**Saved entries:**

——

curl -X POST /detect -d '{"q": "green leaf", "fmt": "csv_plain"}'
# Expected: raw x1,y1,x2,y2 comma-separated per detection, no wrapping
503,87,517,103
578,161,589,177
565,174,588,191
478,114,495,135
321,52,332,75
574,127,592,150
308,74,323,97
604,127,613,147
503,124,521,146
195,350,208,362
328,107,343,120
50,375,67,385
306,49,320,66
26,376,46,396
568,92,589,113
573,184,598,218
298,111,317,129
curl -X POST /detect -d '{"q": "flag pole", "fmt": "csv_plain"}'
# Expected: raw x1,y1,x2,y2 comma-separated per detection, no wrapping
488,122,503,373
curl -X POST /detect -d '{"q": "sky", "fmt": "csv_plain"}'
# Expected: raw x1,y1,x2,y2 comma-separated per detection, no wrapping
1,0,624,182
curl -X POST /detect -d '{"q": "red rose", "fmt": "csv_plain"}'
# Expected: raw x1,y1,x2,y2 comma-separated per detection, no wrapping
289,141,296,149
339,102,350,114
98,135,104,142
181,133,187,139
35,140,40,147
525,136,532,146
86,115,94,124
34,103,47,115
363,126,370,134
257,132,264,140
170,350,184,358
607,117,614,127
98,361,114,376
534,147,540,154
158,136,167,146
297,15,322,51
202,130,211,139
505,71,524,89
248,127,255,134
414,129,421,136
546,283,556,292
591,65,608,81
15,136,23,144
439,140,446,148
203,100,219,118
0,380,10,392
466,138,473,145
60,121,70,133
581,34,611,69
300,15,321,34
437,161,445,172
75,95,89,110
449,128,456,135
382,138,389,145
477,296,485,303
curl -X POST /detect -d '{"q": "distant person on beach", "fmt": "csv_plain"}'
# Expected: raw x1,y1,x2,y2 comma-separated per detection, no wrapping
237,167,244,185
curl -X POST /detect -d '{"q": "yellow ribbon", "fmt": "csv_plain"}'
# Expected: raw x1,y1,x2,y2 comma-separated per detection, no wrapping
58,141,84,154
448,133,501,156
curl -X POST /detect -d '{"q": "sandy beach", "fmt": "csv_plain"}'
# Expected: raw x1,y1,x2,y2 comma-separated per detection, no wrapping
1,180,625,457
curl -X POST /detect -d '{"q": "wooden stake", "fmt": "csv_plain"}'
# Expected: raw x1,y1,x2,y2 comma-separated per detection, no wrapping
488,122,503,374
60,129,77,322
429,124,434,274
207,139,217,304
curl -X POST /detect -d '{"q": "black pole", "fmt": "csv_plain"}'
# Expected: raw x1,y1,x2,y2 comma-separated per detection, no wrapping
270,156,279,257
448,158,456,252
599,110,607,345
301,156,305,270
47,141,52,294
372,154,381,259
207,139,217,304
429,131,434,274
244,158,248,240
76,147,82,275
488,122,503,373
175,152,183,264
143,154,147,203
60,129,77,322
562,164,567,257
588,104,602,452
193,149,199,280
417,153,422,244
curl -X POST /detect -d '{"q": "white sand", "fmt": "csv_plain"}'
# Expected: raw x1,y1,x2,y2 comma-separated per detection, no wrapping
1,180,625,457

——

Set all the data down again, exactly as it reads above.

curl -X POST /detect -d '{"q": "green leaf", "fmt": "csv_plain"}'
# Expected: raw x1,y1,x2,y2 comma-separated per detection, no wrapping
503,87,517,103
578,161,589,177
565,174,588,191
478,114,495,135
321,52,332,75
574,127,592,150
308,74,323,97
604,127,613,147
503,124,521,146
195,350,208,362
328,107,343,120
50,375,67,385
306,49,320,66
26,376,46,396
568,92,589,113
573,184,598,218
298,111,317,129
curl -X POST /detect -d '{"q": "flag pole", "fmt": "csv_plain"}'
# Expected: raw x1,y1,x2,y2 comma-separated per detection, no wrapping
488,122,503,373
curl -X POST /detect -d '{"q": "sky", "fmt": "csv_plain"}'
# Expected: raw x1,y1,x2,y2 comma-separated per detection, no wrapping
1,0,624,182
curl -X POST /detect -d '{"q": "red rose", "fmt": "csv_plain"}'
# Expected: raw x1,y1,x2,y2 comma-separated per detection, no wrapping
289,141,296,149
339,102,350,114
98,135,104,142
181,133,187,139
35,140,40,147
525,136,532,146
86,115,94,124
34,103,47,115
363,126,370,134
257,132,264,140
170,350,184,358
607,117,614,127
98,361,114,376
534,147,540,154
158,136,167,146
297,15,322,51
202,130,211,139
505,71,524,89
248,127,255,134
414,129,421,136
546,283,556,292
591,65,608,81
15,136,23,144
439,140,446,148
203,100,219,118
0,380,10,392
466,138,473,145
60,121,70,133
581,34,611,69
300,15,321,34
437,161,445,172
75,95,89,110
449,128,456,135
382,138,389,145
477,296,485,303
curl -X POST /detect -d '{"q": "distant person on beach", "fmt": "csv_plain"}'
# Expected: raw x1,y1,x2,y2 comma-separated per detection, no wrapping
237,167,244,185
curl -X POST /detect -d '{"q": "yellow ribbon", "fmt": "csv_plain"}'
# Expected: raw x1,y1,x2,y2 comma-separated per detection, no wrapping
58,141,84,154
448,133,501,156
curl -X POST /detect -d '{"q": "sandy beach", "fmt": "csv_plain"}'
# Expected: raw x1,y1,x2,y2 comma-separated per detection, no wrapping
1,180,625,457
curl -X POST /detect -d '{"q": "wooden stake", "fmt": "csv_plain"}'
# Expected: raw x1,y1,x2,y2 comma-separated per detection, no wrapping
488,122,503,374
60,129,77,322
429,124,434,274
207,139,217,304
curl -X POST /detect -d '{"q": "black pole", "fmt": "csv_plain"}'
# Expected: raw x1,y1,x2,y2 comma-separated per detection, no wrapping
270,156,279,257
448,158,456,252
599,110,607,345
301,156,305,270
47,141,52,294
372,154,381,259
207,139,217,304
429,131,434,274
244,158,248,240
76,147,82,275
488,122,503,373
175,152,183,264
143,154,147,203
60,129,77,322
562,164,567,257
588,104,602,452
193,149,199,280
417,153,422,244
curl -X POST /detect -d '{"q": "white sand", "fmt": "csv_plain"}'
# Expected: raw x1,y1,x2,y2 comma-separated per detection, no wrapping
1,180,625,457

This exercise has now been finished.